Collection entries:
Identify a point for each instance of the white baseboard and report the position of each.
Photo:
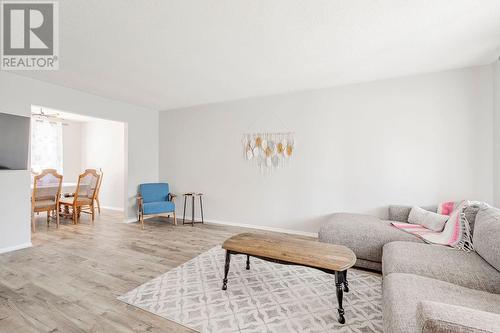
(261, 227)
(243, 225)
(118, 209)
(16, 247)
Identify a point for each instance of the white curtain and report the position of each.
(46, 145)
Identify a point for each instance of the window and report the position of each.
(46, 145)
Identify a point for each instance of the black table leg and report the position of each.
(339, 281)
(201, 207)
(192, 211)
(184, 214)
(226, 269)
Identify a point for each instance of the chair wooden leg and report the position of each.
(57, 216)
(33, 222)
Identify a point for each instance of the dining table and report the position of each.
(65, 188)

---

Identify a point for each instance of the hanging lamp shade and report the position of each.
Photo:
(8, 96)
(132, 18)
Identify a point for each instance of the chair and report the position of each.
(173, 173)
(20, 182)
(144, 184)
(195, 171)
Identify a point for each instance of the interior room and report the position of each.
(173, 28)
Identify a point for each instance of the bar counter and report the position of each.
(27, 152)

...

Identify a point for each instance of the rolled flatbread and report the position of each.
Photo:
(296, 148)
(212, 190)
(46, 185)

Your task:
Extract each line of the items above that contains the word "point".

Exercise answer:
Identify a point for each instance of the white baseboard and report the position of each.
Identify a point for each instance of the white curtain and report the position of each.
Identify a point for each instance of the window and report the position of each.
Identify a point for each instance of the black table leg and report the position of each.
Identify a point for each instance of the chair wooden leg and report the position of each.
Identify a point for each instance of the dining table and report the position of each.
Identify a point for each instance of the hanging lamp shade and report the position of each.
Identify a point for each instance of the chair and report the position of each.
Identify a point for each instance of the interior room and report the position of each.
Identify a point for each instance of the bar counter and report the position of each.
Identify a point for each instance of the rolled flatbread and report the position of each.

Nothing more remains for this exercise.